● **DATA SUPPLIED**
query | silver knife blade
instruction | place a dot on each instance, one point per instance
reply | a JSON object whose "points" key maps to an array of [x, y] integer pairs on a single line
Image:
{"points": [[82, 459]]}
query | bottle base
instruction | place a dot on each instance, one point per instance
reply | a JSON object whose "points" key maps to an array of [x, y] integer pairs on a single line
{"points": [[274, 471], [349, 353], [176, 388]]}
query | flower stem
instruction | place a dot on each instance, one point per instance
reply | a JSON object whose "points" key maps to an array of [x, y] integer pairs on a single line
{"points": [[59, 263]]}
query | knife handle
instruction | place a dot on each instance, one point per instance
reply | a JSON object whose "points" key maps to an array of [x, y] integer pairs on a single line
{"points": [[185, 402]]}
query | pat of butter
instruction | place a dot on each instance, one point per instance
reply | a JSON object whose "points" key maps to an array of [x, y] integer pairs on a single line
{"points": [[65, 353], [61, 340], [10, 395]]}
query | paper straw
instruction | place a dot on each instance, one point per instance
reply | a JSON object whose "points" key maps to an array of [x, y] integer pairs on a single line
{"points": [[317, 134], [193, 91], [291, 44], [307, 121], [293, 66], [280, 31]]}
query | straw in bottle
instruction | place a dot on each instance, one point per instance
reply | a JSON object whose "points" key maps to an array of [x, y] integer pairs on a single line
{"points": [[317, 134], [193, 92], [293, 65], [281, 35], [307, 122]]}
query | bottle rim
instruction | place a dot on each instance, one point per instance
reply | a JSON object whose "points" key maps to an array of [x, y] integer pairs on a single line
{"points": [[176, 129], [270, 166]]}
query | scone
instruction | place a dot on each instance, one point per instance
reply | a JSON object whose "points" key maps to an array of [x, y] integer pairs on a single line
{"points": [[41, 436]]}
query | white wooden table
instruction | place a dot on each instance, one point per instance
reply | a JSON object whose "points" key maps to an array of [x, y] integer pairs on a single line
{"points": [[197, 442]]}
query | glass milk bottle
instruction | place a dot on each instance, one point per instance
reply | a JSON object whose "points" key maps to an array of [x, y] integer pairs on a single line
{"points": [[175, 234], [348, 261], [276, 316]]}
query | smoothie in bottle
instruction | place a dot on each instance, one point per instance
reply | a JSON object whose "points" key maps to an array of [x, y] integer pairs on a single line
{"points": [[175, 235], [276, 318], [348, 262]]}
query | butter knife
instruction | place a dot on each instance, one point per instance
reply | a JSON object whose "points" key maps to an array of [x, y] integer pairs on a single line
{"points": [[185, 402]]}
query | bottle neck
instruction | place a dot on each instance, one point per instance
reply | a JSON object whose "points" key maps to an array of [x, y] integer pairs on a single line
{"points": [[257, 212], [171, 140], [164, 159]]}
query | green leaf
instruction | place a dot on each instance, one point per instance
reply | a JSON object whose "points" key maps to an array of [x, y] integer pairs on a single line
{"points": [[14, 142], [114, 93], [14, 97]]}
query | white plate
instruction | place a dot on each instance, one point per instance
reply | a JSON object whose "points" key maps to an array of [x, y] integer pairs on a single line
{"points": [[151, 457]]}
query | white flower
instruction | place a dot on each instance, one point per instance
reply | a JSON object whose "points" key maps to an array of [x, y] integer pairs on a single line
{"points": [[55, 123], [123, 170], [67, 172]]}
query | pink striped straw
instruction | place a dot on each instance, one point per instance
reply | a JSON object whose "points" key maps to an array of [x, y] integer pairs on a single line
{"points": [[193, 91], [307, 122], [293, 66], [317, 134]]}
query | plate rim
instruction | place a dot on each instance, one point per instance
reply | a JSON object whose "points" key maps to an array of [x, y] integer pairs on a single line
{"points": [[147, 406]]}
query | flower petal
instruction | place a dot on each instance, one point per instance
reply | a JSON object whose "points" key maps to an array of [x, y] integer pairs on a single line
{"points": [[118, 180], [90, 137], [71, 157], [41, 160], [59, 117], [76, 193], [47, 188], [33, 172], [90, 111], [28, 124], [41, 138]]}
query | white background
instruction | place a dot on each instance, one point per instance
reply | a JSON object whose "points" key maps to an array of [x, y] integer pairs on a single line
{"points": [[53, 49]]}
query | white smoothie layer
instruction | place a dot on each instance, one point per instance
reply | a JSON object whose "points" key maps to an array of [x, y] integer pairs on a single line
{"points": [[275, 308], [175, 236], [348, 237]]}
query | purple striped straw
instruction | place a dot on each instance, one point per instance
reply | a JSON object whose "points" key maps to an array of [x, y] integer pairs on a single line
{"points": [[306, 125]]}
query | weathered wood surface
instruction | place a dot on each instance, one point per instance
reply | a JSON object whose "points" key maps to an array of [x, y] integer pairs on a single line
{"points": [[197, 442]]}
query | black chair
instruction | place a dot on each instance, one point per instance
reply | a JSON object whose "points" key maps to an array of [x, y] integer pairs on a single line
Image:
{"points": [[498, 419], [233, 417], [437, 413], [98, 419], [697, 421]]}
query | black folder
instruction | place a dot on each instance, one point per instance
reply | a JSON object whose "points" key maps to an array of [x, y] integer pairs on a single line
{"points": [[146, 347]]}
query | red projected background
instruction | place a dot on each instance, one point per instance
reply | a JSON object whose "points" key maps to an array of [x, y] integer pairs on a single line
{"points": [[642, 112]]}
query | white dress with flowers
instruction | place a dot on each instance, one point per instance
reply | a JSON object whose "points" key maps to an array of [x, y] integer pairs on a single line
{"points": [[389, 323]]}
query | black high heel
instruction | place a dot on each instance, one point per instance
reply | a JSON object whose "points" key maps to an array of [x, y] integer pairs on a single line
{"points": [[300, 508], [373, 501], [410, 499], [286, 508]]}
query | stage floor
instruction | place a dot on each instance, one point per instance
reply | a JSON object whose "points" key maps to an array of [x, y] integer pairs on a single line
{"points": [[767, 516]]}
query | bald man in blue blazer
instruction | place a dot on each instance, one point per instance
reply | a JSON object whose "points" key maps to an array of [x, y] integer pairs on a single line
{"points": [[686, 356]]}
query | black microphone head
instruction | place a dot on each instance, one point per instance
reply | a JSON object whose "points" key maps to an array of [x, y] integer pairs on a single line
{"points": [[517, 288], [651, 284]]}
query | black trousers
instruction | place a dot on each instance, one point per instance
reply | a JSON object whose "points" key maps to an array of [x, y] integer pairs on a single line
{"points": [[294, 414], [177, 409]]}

● **EXERCISE GOAL**
Arrange every line of the records above as a JSON list of strings, one string per line, omitting any blank lines.

● **EXERCISE RESULT**
[
  "query | silver knife blade",
  "instruction | place a dot on each instance, one point per instance",
  "reply | a JSON object whose \"points\" key maps to an array of [x, y] integer pairs on a single line",
  "Image:",
  "{\"points\": [[82, 459]]}",
  "query | bottle base",
  "instruction | place a dot on each instance, one point per instance",
  "reply | a JSON object whose \"points\" key maps to an array of [x, y] integer pairs on a single line",
  "{\"points\": [[274, 471], [349, 353], [176, 388]]}",
  "query | flower stem",
  "instruction | place a dot on each instance, one point per instance",
  "reply | a JSON object whose \"points\" key maps to an array of [x, y] integer pairs on a single line",
  "{\"points\": [[59, 263]]}",
  "query | knife handle",
  "instruction | place a dot on each instance, one point per instance",
  "reply | a JSON object whose \"points\" key maps to an array of [x, y] integer pairs on a single line",
  "{\"points\": [[185, 402]]}",
  "query | pat of butter",
  "instruction | place a dot on each instance, one point per instance",
  "reply | a JSON object whose \"points\" key maps to an array of [x, y] integer pairs on a single line",
  "{\"points\": [[65, 353], [61, 340], [10, 395]]}",
  "query | paper straw",
  "instruction | place a dot on each instance, one point per instance",
  "reply | a JSON object whose \"points\" key maps to an array of [x, y] integer pairs on a single line",
  "{\"points\": [[317, 134], [193, 91], [291, 44], [307, 121], [293, 66], [280, 31]]}",
  "query | straw in bottle",
  "instruction | place a dot on each instance, one point per instance",
  "reply | a JSON object whose \"points\" key maps to an array of [x, y] integer pairs on a single line",
  "{\"points\": [[317, 134], [193, 92], [293, 65], [281, 35], [307, 122]]}",
  "query | bottle rim",
  "instruction | place a dot on each instance, one point per instance",
  "reply | a JSON object whose \"points\" key maps to an array of [x, y] integer pairs on a single line",
  "{\"points\": [[176, 129], [270, 166]]}",
  "query | scone",
  "instruction | place a dot on each instance, one point per instance",
  "reply | a JSON object whose \"points\" key maps to an array of [x, y] integer pairs on a single line",
  "{\"points\": [[41, 436]]}",
  "query | white wooden table",
  "instruction | place a dot on each instance, one point per instance",
  "reply | a JSON object whose \"points\" key maps to an array of [x, y] integer pairs on a single line",
  "{\"points\": [[197, 442]]}",
  "query | glass milk bottle",
  "instruction | place a dot on each instance, one point per instance",
  "reply | a JSON object whose \"points\" key maps to an array of [x, y] integer pairs on a single line",
  "{\"points\": [[175, 234], [348, 261], [276, 316]]}",
  "query | smoothie in bottle",
  "instruction | place a dot on each instance, one point per instance",
  "reply | a JSON object whose \"points\" key maps to an array of [x, y] integer pairs on a single line",
  "{\"points\": [[175, 235], [276, 318], [348, 262]]}",
  "query | butter knife",
  "instruction | place a dot on each instance, one point per instance",
  "reply | a JSON object whose \"points\" key maps to an array of [x, y] integer pairs on a single line",
  "{\"points\": [[185, 402]]}",
  "query | bottle neck",
  "instruction | place a dot on each instance, one point per instance",
  "reply | a JSON object whose \"points\" key maps to an array of [x, y] integer pairs on a single line",
  "{\"points\": [[257, 212], [171, 140], [164, 159]]}",
  "query | green leaf",
  "instruction | place a dot on each instance, one point per instance",
  "reply | a JSON object whose \"points\" key maps to an array of [x, y] integer pairs on a single line",
  "{\"points\": [[14, 142], [114, 93], [14, 97]]}",
  "query | white plate",
  "instruction | place a dot on each instance, one point per instance",
  "reply | a JSON object whose \"points\" key maps to an array of [x, y] integer pairs on a single line",
  "{\"points\": [[151, 457]]}",
  "query | white flower",
  "instruction | place a dot on each instance, one point per instance",
  "reply | a JSON object whose \"points\" key maps to an array of [x, y] integer pairs on a single line",
  "{\"points\": [[55, 123], [123, 170], [67, 172]]}",
  "query | pink striped straw",
  "instruction | place a dot on each instance, one point per instance",
  "reply | a JSON object whose \"points\" key maps to an array of [x, y] integer pairs on a single line",
  "{\"points\": [[193, 91], [307, 122], [293, 66], [317, 134]]}",
  "query | plate rim",
  "instruction | place a dot on each instance, one point per instance",
  "reply | a JSON object whose \"points\" key maps to an array of [x, y] integer pairs on a single line",
  "{\"points\": [[147, 406]]}",
  "query | flower petal",
  "instruction | place a dot on each instance, one point per instance",
  "reply | a JSON object whose \"points\" key maps to an array of [x, y] integer pairs on a single line",
  "{\"points\": [[118, 180], [90, 137], [71, 157], [41, 160], [59, 117], [76, 193], [47, 188], [33, 172], [90, 111], [28, 124], [41, 138]]}",
  "query | white background",
  "instruction | place a dot on each instance, one point per instance",
  "reply | a JSON object whose \"points\" key maps to an array of [x, y] integer pairs on a single line",
  "{\"points\": [[53, 49]]}",
  "query | white smoothie layer",
  "instruction | place a dot on each instance, one point per instance",
  "reply | a JSON object whose \"points\" key maps to an array of [x, y] integer pairs on a single line",
  "{\"points\": [[275, 308], [175, 236], [348, 237]]}",
  "query | purple striped straw",
  "instruction | place a dot on each instance, one point per instance",
  "reply | a JSON object whose \"points\" key maps to an array of [x, y] integer pairs on a single line",
  "{\"points\": [[306, 125]]}",
  "query | weathered wood surface",
  "instruction | place a dot on each instance, one point per instance",
  "reply | a JSON object whose \"points\" key maps to an array of [x, y] integer pairs on a single line",
  "{\"points\": [[197, 442]]}",
  "query | black chair",
  "instruction | place a dot on each instance, one point per instance",
  "reply | a JSON object whose \"points\" key maps to an array of [x, y] integer pairs on a single line",
  "Image:",
  "{\"points\": [[498, 419], [233, 417], [437, 413], [98, 419], [697, 421]]}",
  "query | black folder",
  "instruction | place a dot on each instance, one point per instance",
  "reply | a JSON object whose \"points\" key maps to an array of [x, y] integer pairs on a single line",
  "{\"points\": [[146, 347]]}",
  "query | red projected background",
  "instruction | place a dot on each instance, one point per instance",
  "reply | a JSON object whose \"points\" key maps to an array of [x, y] integer pairs on a single line",
  "{\"points\": [[642, 112]]}",
  "query | white dress with flowers",
  "instruction | place a dot on each instance, one point per instance",
  "reply | a JSON object whose \"points\" key maps to an array of [x, y] integer pairs on a single line",
  "{\"points\": [[389, 323]]}",
  "query | black high heel",
  "instruction | place a dot on each instance, one point per instance",
  "reply | a JSON object whose \"points\" key maps to an array of [x, y] integer pairs on a single line",
  "{\"points\": [[300, 508], [373, 501], [410, 499], [286, 508]]}",
  "query | stage floor",
  "instruction | place a dot on each instance, one point per instance",
  "reply | a JSON object whose \"points\" key maps to an array of [x, y] integer pairs on a single line",
  "{\"points\": [[767, 516]]}",
  "query | bald man in blue blazer",
  "instruction | place a dot on each instance, one point per instance",
  "reply | a JSON object whose \"points\" key maps to an array of [x, y] integer pairs on a single line",
  "{\"points\": [[686, 356]]}",
  "query | black microphone head",
  "instruction | place a dot on each instance, one point per instance",
  "reply | a JSON object whose \"points\" key maps to an array of [x, y] integer pairs on a single line",
  "{\"points\": [[517, 288], [651, 284]]}",
  "query | black trousers",
  "instruction | place a dot on each instance, one point per instance",
  "reply | a JSON object whose \"points\" key maps to an array of [x, y] integer pairs on a single line",
  "{\"points\": [[294, 414], [177, 409]]}"
]